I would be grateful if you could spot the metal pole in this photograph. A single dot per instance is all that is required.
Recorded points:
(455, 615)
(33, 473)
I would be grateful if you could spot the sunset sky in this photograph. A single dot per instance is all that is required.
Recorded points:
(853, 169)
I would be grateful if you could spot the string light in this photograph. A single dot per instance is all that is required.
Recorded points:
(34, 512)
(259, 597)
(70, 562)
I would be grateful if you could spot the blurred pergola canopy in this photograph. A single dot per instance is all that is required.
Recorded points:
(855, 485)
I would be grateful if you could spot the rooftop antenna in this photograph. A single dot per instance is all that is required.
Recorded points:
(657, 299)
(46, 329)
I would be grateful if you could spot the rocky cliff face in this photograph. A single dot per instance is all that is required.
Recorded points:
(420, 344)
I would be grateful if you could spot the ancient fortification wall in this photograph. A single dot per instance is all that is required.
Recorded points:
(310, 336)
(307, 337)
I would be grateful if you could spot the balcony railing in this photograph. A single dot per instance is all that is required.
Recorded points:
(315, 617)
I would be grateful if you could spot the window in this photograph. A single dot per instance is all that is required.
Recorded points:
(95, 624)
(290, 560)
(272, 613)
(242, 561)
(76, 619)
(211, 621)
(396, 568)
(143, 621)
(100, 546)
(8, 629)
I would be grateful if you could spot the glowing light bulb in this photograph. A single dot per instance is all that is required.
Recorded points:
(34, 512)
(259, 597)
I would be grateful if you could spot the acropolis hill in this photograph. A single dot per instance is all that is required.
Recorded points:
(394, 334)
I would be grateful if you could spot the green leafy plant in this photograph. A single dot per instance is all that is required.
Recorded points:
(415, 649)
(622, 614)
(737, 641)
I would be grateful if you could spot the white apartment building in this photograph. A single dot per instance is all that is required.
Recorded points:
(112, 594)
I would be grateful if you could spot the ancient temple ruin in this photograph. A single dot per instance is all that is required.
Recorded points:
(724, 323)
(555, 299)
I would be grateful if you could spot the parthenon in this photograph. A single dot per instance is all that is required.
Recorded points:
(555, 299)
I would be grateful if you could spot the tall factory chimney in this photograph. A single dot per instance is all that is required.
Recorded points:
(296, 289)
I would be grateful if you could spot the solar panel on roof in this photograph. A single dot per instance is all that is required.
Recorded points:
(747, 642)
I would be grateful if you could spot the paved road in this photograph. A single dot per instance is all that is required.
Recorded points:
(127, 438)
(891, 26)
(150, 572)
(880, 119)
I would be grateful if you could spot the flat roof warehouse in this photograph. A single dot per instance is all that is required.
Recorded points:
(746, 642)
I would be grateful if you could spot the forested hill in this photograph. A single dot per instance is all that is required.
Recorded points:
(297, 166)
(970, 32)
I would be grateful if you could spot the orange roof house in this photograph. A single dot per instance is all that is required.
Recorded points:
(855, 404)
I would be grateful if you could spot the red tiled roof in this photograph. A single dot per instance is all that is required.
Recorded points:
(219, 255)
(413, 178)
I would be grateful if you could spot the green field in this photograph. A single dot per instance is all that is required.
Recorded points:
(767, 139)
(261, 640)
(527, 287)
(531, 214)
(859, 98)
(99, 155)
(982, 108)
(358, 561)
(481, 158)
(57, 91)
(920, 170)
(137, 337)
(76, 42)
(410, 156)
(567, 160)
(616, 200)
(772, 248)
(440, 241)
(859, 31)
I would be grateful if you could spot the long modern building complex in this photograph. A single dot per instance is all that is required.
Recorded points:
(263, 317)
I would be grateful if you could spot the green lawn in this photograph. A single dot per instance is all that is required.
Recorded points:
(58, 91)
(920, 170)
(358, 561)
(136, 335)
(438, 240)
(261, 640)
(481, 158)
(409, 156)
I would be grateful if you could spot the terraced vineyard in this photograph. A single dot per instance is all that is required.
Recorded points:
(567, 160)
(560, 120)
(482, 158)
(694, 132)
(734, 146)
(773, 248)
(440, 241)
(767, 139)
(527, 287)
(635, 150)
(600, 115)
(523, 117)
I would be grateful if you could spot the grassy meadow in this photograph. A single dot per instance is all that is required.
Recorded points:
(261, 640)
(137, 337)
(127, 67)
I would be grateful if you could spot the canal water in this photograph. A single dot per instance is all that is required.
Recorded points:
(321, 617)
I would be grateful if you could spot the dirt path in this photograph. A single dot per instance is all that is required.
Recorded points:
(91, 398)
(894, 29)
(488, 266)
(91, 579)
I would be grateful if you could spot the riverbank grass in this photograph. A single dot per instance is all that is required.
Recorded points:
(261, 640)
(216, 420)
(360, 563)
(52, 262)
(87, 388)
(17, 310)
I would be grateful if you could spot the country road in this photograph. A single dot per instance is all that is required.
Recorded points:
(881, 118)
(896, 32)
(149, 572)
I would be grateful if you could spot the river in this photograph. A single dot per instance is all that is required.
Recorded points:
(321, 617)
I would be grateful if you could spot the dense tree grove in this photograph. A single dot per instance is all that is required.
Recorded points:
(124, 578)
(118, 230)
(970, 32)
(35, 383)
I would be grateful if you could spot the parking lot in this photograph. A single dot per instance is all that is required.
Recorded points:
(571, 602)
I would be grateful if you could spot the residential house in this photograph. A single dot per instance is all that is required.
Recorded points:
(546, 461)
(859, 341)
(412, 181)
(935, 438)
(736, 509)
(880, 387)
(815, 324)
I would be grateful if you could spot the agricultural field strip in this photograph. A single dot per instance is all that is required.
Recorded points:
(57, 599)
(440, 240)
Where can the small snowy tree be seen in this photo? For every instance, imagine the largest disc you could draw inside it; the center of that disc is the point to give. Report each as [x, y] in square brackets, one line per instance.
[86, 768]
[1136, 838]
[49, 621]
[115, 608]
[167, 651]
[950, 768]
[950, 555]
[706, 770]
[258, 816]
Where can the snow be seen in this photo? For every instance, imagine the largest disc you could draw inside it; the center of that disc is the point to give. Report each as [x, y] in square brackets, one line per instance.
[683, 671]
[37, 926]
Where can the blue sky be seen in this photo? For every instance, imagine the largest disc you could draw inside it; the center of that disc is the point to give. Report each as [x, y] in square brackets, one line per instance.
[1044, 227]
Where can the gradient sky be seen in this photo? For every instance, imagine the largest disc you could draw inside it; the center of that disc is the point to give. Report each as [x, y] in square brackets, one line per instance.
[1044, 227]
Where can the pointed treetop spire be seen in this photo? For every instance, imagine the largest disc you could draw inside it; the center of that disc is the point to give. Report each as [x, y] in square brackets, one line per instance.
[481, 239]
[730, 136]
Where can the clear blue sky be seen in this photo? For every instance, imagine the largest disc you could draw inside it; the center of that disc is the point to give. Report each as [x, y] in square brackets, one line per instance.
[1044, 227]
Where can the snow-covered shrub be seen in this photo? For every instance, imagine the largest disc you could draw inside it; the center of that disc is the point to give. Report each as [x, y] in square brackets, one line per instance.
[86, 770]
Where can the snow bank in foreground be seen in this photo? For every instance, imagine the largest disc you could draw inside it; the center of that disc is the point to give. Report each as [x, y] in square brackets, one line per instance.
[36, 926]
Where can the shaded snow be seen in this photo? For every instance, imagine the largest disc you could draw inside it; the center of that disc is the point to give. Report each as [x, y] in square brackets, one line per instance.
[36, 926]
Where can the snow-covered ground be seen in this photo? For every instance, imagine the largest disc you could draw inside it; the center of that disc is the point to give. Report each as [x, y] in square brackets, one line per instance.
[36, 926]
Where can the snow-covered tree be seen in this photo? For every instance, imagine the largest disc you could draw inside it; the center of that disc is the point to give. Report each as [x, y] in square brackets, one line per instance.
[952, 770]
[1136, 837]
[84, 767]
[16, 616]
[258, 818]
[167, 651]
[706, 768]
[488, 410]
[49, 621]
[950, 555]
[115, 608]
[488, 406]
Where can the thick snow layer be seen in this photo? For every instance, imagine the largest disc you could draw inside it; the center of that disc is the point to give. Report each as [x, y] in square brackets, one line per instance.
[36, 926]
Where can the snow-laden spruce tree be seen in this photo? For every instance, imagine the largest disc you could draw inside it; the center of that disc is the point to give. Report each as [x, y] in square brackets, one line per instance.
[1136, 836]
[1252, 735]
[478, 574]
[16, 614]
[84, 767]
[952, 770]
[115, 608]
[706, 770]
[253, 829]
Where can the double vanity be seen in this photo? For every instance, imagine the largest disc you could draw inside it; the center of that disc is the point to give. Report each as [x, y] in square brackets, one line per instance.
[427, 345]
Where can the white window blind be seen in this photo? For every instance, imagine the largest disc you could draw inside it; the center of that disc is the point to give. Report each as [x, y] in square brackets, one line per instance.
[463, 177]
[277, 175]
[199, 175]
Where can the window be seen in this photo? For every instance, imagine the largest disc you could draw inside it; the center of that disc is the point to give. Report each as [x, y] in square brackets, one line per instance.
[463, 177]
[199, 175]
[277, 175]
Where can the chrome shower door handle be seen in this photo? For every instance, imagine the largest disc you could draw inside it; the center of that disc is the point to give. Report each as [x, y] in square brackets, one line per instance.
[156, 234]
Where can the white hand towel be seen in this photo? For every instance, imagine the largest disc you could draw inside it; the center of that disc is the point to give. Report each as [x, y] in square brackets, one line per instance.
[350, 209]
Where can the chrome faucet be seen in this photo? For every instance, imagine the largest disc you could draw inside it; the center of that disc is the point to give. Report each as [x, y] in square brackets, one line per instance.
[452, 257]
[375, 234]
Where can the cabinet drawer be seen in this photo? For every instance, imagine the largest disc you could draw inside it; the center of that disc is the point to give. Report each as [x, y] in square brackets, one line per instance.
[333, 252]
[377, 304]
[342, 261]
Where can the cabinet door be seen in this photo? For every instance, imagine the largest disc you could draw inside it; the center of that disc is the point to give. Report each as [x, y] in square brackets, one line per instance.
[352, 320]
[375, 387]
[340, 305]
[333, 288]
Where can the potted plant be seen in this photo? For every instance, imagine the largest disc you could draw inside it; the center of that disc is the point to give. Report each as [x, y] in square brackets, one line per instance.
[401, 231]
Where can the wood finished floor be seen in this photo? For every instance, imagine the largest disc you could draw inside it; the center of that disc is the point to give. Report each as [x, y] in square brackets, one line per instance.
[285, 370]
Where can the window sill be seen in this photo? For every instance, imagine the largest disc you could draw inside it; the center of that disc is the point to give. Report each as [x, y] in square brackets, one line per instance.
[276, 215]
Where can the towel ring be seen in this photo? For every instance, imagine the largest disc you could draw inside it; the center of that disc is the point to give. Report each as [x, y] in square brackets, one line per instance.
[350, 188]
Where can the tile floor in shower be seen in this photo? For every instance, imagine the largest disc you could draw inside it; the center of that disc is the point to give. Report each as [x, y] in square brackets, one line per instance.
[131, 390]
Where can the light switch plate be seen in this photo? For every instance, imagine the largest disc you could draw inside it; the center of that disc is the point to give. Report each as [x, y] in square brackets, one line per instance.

══════

* **Work to complete**:
Write out exactly the lines starting with the one that holds "Where can the cabinet drawer" and running through the last line above.

* **Result**:
Where can the cabinet drawer be seen in this photo? For every instance, imagine the largest disc you could draw inside it; the center of that disc is the point to give. Report each as [x, y] in square brackets, one line per instance.
[333, 252]
[377, 304]
[342, 261]
Where can the cabinet door be seen in this photo? For every instance, imagine the largest disc you could draw inside it; the center of that disc is the point to give. Report each as [x, y] in square brackets, one line per instance.
[352, 320]
[375, 387]
[340, 305]
[333, 288]
Where can the potted plant be seen in this photo? For every instance, imagine the largest disc you could draw inside it; the center of that disc is the point to give. Report each as [x, y] in square brackets, one line per instance.
[401, 231]
Where can the wood finished floor be seen in this photo? For every instance, imagine the largest disc you could draw inside it; the center of that disc is the point to give. Report each as [x, y] in square brackets, one line per instance.
[285, 370]
Where can the window sill be seen in this photo? For every instance, imagine the largest disc you could draw inside it; the center of that disc is the point to give. Report each as [x, y] in square brackets, one line per instance.
[276, 215]
Where can the towel ring be seen in this photo? For every instance, imagine the largest disc you could draw inside it; the center of that disc is the point to give. Report each as [x, y] in square brackets, one line per instance.
[350, 188]
Where can the tile floor in shower be seen in this photo? For every instance, imagine the largest disc you could draw inside it; the center of that disc is the point to give. Report each as [x, y] in square brackets, one line per instance.
[131, 390]
Where can the light switch plate be seen in this photo? For every instance, imagine the largest disc you could draw inside it; the center of that disc is the point to give. Report each as [x, y] in square brackets, one line per instance.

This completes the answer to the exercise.